_WHAT THE EXERCISE ASKS_
Please convert the items below into a JSON list of strings, with one string per line and blank lines left out.

_INPUT MATERIAL_
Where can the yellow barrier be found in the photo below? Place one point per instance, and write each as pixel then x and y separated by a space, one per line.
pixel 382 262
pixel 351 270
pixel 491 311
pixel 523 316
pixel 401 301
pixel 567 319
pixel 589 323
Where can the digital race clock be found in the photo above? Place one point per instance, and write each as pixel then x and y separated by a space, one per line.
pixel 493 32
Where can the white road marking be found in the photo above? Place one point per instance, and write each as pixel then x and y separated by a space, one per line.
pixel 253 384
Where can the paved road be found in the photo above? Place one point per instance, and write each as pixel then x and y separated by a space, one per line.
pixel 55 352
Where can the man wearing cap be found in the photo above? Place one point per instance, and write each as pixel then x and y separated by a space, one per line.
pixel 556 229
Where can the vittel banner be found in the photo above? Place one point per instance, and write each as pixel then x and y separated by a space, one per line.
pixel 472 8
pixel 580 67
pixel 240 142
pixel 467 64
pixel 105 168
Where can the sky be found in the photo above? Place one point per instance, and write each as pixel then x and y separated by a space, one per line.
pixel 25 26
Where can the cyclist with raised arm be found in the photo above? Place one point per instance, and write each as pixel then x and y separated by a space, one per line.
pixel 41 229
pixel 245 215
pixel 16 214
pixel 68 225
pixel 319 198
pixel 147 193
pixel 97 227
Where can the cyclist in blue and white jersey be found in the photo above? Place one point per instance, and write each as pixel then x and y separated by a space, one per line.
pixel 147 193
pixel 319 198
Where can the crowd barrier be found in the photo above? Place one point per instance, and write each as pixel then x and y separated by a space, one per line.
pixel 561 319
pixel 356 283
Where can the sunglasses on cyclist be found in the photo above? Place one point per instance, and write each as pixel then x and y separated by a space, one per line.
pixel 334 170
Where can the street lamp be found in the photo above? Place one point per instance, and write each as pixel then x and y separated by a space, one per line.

_SOLUTION FOR THIS TASK_
[
  "Where can the yellow barrier be found in the photo below? Place one point per instance, and write each as pixel then x and y separated by a space, one per line.",
  "pixel 382 262",
  "pixel 351 270",
  "pixel 491 311",
  "pixel 523 316",
  "pixel 401 301",
  "pixel 567 319",
  "pixel 589 323",
  "Where can the digital race clock be found in the photo above? Place one point per instance, and write each as pixel then x and y separated by a space, one per line.",
  "pixel 493 32",
  "Where can the white road marking be found in the photo above? Place one point per instance, and write each as pixel then x and y separated by a space, one per line.",
  "pixel 253 384",
  "Where can the paved road be found in the photo above? Place one point per instance, and write each as pixel then x and y separated by a space, one per line.",
  "pixel 55 352",
  "Where can the man wearing cap be found in the photo above? Place one point per instance, and write each as pixel then x and y separated by a space, one per line.",
  "pixel 556 229",
  "Where can the vittel banner be found in the photo above? Place one point per instance, and write each as pixel then x and y separated by a space, one per line.",
  "pixel 472 8",
  "pixel 580 67",
  "pixel 240 142",
  "pixel 467 64",
  "pixel 105 168",
  "Where can the sky be found in the photo above? Place one point per instance, and write each as pixel then x and y separated by a space, one per line.",
  "pixel 25 26",
  "Where can the cyclist with raised arm be found in the photo above? Place one point per instance, and write each as pixel then x and y separated by a space, one per line.",
  "pixel 41 229",
  "pixel 245 215",
  "pixel 16 214",
  "pixel 68 225",
  "pixel 319 198",
  "pixel 147 193",
  "pixel 97 227",
  "Where can the cyclist in blue and white jersey be found in the photo above? Place one point per instance, and write each as pixel then x and y separated by a space, one per line.",
  "pixel 147 193",
  "pixel 319 198",
  "Where can the crowd barrier be found in the photo above? Place one point per instance, and write each as pixel then x and y separated by a space, one per line.",
  "pixel 561 319",
  "pixel 356 283",
  "Where can the sunglasses on cyclist be found in the photo above? Place one point per instance, and write each as pixel then x and y separated by a space, one per line.",
  "pixel 334 170",
  "Where can the street lamp be found in the photo above? Place one point per instance, and write each as pixel then x and y separated by a space, one per line."
]